— Exercise brief —
Reproduce the data below word for word, starting with the line that contains "Where can the yellow" and continuing through the line that contains "<point>580,399</point>", and give only those lines.

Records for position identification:
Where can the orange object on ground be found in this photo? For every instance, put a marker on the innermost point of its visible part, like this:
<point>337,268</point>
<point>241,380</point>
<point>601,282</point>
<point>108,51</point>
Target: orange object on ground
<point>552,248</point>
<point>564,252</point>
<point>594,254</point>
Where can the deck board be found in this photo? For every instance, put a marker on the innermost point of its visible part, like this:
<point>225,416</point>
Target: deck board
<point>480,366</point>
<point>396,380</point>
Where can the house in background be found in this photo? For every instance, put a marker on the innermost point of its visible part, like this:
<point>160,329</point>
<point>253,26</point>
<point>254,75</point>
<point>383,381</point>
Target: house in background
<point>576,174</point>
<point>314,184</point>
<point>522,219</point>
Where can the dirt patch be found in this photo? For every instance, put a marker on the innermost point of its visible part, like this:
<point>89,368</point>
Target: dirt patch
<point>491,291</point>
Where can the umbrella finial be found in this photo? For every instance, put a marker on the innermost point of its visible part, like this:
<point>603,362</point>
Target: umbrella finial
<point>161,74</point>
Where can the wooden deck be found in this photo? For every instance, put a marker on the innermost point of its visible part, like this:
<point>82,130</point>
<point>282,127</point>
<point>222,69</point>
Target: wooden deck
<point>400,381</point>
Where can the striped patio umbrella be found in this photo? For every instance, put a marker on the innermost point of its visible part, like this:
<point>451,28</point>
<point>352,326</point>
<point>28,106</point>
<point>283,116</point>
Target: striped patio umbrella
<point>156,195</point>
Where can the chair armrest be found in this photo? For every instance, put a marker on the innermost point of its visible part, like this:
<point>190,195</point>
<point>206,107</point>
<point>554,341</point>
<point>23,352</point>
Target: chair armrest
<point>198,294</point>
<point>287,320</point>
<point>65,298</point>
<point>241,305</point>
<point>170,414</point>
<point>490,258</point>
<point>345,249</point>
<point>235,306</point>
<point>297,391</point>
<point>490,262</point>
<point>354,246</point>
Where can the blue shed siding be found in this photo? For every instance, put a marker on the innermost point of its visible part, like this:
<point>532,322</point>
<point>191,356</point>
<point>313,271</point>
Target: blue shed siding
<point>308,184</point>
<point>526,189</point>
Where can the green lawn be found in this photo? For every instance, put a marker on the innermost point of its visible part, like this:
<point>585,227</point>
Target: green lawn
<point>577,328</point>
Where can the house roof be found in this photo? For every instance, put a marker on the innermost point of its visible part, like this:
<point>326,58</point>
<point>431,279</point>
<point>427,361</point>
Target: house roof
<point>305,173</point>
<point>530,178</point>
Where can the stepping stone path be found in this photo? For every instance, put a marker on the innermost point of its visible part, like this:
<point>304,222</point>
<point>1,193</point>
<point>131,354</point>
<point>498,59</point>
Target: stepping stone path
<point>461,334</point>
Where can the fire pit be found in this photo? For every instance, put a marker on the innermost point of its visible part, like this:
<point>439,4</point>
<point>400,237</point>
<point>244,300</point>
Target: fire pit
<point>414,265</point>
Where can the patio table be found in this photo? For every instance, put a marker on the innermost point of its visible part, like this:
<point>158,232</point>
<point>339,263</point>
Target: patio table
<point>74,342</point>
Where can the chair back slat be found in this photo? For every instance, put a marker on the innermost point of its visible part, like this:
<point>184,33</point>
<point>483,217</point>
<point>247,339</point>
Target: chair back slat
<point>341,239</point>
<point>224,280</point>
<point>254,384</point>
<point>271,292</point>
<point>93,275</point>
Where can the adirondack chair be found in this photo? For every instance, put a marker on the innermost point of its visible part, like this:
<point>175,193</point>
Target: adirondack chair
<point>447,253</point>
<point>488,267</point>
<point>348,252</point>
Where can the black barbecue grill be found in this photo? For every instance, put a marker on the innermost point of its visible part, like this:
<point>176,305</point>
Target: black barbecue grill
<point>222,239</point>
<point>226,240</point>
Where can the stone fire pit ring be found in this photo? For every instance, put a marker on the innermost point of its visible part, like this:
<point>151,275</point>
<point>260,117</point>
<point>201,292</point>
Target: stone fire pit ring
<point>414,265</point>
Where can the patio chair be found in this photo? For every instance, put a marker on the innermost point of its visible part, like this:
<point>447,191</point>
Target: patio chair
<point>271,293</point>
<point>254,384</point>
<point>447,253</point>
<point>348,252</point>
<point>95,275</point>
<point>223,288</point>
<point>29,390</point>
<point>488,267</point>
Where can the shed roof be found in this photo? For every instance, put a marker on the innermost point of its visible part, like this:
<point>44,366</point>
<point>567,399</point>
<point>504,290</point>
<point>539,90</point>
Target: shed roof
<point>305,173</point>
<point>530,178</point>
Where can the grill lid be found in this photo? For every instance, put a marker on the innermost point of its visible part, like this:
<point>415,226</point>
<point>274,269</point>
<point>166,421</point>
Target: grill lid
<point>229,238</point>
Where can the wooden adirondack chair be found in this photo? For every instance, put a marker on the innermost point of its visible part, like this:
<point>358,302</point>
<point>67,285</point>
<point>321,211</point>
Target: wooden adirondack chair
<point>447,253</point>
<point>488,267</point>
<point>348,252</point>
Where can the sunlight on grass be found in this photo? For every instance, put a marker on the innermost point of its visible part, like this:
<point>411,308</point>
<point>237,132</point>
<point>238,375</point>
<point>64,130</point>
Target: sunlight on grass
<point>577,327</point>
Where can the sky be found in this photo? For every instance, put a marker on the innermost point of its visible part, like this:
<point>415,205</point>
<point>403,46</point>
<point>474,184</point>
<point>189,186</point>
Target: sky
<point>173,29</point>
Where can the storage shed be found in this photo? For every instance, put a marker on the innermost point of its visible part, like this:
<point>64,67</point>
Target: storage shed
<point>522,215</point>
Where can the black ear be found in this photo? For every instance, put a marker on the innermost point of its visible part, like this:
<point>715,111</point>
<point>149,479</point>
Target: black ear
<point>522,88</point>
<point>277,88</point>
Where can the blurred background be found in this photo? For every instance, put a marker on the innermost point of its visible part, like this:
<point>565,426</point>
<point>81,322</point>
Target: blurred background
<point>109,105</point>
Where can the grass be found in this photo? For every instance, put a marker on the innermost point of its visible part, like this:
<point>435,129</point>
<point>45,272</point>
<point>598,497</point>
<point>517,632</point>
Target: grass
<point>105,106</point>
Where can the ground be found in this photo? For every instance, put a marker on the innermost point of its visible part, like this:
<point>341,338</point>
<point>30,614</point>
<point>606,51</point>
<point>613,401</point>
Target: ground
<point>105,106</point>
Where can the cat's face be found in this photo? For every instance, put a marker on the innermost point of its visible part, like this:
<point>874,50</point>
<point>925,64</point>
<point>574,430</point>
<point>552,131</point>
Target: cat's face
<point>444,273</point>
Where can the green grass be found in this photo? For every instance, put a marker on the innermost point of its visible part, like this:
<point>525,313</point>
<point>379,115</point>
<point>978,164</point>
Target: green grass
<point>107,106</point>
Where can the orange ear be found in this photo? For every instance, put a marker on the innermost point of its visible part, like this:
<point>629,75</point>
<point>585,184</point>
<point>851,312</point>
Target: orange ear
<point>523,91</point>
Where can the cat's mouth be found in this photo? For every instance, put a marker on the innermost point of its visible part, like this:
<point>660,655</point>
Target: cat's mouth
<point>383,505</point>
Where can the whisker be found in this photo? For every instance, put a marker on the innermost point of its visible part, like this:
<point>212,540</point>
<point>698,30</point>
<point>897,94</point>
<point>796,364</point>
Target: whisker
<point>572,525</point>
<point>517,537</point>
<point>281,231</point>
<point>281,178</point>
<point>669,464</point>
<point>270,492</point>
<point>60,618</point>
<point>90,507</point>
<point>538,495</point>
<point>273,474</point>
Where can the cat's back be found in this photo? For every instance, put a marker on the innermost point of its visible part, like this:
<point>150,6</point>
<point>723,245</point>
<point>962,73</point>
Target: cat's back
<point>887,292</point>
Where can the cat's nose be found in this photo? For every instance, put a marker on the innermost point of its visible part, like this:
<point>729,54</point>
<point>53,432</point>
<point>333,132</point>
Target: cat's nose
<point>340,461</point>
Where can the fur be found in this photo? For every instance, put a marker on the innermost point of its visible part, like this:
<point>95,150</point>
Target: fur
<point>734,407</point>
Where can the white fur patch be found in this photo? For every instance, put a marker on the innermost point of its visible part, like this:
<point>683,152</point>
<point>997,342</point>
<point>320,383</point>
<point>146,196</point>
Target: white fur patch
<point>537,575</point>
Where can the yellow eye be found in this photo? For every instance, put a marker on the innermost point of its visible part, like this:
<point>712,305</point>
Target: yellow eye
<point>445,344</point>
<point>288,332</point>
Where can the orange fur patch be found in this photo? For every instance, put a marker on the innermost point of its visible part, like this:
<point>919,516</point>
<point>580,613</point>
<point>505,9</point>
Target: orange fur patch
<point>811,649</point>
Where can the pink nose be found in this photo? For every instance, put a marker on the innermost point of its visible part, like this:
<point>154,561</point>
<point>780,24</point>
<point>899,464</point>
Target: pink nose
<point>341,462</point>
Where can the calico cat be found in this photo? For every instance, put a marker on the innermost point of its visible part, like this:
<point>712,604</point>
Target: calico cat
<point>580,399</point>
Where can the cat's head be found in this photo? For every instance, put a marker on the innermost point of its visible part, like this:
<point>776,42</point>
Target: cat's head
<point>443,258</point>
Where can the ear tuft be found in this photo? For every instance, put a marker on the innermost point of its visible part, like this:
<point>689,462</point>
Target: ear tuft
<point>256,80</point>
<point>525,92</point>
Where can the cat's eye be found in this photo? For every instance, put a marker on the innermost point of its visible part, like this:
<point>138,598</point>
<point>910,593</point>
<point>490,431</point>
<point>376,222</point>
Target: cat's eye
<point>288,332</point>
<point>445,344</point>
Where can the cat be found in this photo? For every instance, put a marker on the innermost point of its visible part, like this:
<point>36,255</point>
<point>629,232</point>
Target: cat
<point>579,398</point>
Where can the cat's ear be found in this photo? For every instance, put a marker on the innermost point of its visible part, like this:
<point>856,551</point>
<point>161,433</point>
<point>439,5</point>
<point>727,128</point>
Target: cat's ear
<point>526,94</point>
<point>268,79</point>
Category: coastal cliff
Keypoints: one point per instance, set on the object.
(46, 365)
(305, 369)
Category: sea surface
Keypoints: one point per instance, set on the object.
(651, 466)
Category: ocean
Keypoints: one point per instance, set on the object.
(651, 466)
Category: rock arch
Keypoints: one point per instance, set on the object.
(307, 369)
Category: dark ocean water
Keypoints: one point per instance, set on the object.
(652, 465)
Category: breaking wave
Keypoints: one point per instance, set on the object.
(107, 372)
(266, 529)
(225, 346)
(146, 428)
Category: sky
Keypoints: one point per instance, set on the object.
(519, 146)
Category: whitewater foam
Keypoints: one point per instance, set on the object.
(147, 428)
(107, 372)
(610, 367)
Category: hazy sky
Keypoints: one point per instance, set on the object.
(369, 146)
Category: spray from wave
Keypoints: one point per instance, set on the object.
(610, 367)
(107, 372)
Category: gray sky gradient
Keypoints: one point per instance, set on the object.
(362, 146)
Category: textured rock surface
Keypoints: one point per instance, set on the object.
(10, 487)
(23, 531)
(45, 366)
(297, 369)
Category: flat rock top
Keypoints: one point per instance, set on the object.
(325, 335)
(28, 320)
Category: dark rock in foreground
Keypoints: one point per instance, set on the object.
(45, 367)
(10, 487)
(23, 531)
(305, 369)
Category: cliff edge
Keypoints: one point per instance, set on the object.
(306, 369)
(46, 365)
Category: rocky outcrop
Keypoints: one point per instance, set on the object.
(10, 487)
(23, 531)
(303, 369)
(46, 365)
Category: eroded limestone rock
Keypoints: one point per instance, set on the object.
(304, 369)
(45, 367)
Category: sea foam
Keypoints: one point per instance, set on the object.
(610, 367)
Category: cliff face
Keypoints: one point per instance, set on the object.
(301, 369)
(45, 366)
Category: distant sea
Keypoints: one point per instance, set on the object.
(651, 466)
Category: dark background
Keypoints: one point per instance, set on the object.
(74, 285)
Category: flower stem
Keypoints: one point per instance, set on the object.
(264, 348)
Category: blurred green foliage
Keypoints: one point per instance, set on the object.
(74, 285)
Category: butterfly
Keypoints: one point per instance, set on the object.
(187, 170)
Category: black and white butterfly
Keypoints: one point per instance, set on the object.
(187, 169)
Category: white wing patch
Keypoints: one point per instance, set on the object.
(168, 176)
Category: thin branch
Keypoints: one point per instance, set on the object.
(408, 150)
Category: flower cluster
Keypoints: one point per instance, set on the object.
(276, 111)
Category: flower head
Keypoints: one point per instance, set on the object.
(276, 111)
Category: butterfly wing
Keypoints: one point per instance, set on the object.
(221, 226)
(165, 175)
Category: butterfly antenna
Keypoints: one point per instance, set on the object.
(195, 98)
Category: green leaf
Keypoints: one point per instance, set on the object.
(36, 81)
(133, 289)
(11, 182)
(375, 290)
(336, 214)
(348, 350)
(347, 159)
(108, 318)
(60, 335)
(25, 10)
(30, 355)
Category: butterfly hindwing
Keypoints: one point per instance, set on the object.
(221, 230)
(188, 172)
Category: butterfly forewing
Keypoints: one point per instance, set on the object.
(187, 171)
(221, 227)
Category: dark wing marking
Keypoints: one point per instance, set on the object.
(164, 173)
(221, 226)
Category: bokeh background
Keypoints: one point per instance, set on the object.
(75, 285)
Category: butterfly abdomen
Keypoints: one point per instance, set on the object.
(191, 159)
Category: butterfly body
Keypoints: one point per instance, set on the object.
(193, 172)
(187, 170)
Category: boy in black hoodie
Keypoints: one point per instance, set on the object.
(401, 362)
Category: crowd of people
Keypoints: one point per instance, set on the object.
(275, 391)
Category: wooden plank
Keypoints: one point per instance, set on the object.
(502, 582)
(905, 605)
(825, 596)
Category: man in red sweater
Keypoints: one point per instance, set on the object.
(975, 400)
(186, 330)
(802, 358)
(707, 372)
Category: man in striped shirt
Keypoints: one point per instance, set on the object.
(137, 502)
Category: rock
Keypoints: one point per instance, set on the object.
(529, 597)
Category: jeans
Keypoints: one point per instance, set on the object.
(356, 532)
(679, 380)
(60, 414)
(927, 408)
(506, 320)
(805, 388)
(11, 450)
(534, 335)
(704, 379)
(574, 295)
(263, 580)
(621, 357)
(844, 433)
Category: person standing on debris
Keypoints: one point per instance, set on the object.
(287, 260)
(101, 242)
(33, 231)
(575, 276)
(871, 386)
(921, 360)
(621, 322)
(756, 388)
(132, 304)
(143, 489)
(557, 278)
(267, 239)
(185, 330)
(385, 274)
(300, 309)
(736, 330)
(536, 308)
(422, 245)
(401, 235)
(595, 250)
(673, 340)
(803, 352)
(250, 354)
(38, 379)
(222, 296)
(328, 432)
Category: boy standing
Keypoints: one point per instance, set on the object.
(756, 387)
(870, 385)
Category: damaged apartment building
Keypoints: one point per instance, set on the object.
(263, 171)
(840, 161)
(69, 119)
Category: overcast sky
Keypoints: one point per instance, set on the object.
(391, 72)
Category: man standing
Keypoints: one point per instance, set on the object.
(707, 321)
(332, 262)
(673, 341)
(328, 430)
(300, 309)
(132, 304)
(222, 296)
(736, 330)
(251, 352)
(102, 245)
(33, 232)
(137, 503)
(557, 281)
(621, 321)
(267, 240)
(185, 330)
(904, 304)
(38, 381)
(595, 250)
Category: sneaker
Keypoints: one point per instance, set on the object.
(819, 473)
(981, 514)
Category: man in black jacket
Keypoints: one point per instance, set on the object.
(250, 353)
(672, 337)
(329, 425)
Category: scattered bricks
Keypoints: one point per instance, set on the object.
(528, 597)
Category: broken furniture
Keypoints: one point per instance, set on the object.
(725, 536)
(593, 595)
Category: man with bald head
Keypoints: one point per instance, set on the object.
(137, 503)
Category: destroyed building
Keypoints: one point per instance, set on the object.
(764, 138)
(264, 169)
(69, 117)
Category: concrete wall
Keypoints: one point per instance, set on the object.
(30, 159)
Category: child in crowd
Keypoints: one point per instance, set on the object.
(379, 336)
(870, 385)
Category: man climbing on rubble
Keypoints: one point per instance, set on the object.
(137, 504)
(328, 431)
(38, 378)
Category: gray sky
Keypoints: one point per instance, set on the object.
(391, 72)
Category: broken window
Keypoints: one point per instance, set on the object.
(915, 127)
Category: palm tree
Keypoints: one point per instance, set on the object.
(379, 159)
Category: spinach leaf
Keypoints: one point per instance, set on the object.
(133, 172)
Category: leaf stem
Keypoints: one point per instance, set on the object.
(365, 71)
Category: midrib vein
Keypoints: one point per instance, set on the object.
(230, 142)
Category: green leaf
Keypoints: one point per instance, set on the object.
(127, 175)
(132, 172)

— Answer to this problem —
Where can the yellow eye be found in this photo? For every instance, put a marker on the innermost point of its visible part, like this:
<point>712,305</point>
Target: yellow eye
<point>445,344</point>
<point>288,332</point>
Where can the orange fur patch be found in this photo? For every instance, put a marker on the innermost point of its visible part, like this:
<point>919,516</point>
<point>580,613</point>
<point>505,9</point>
Target: orange fur patch
<point>811,649</point>
Where can the pink nose be found in this photo? For every instance, put a marker on the innermost point of its visible part, like this:
<point>154,561</point>
<point>780,24</point>
<point>899,464</point>
Target: pink nose
<point>341,462</point>
Where can the calico cat be found in this photo? For every instance, put a marker on the innermost point of its visible part, like this:
<point>712,604</point>
Target: calico cat
<point>580,399</point>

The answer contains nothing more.